# What the exercise asks
Report each line of the data below that contains the word "dirt", copying every such line in full. Case counts, so a match must use the same capital and lowercase letters.

# Raw data
● ● ● ● ●

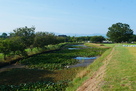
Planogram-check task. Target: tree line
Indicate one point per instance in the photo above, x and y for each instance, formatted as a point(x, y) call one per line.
point(121, 32)
point(23, 38)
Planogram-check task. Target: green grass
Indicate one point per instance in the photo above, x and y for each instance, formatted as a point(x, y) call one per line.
point(87, 73)
point(1, 57)
point(109, 45)
point(121, 71)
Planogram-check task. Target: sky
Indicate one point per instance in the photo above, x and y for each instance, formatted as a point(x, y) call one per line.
point(67, 16)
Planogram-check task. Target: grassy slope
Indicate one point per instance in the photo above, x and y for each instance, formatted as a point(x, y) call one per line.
point(121, 71)
point(88, 72)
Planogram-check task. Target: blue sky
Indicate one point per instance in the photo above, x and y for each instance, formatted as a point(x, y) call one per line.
point(67, 16)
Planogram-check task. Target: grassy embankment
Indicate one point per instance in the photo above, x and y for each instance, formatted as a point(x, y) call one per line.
point(46, 68)
point(121, 71)
point(88, 72)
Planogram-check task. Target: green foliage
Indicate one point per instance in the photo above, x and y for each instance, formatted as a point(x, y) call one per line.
point(4, 35)
point(119, 32)
point(91, 69)
point(96, 39)
point(59, 59)
point(121, 70)
point(38, 86)
point(26, 34)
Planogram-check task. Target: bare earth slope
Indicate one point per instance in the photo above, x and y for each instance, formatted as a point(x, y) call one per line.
point(95, 82)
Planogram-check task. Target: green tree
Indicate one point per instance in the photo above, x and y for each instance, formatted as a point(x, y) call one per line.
point(96, 39)
point(119, 32)
point(4, 35)
point(44, 38)
point(26, 34)
point(5, 47)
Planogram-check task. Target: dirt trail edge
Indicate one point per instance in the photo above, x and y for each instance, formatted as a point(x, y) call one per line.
point(95, 82)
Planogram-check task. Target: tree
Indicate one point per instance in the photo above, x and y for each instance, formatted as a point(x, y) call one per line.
point(26, 34)
point(4, 35)
point(119, 32)
point(97, 39)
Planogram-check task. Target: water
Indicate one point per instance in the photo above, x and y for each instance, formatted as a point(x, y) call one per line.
point(83, 61)
point(73, 48)
point(79, 45)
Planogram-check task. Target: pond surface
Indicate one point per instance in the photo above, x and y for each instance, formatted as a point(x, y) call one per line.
point(73, 48)
point(83, 61)
point(79, 45)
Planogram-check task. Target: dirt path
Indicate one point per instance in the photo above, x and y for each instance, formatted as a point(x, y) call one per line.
point(95, 82)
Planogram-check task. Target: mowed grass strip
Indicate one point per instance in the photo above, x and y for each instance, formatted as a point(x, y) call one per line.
point(121, 71)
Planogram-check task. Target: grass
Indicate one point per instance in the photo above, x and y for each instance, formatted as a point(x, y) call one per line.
point(121, 71)
point(1, 57)
point(87, 72)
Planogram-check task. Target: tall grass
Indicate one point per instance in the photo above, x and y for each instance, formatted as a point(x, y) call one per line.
point(121, 71)
point(88, 72)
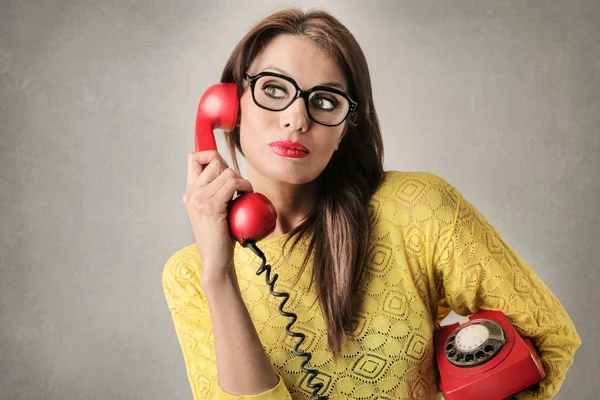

● ● ● ● ●

# Output of the exercise
Planogram-check task. Target: dirt trail edge
Planogram-check task. Target: dirt path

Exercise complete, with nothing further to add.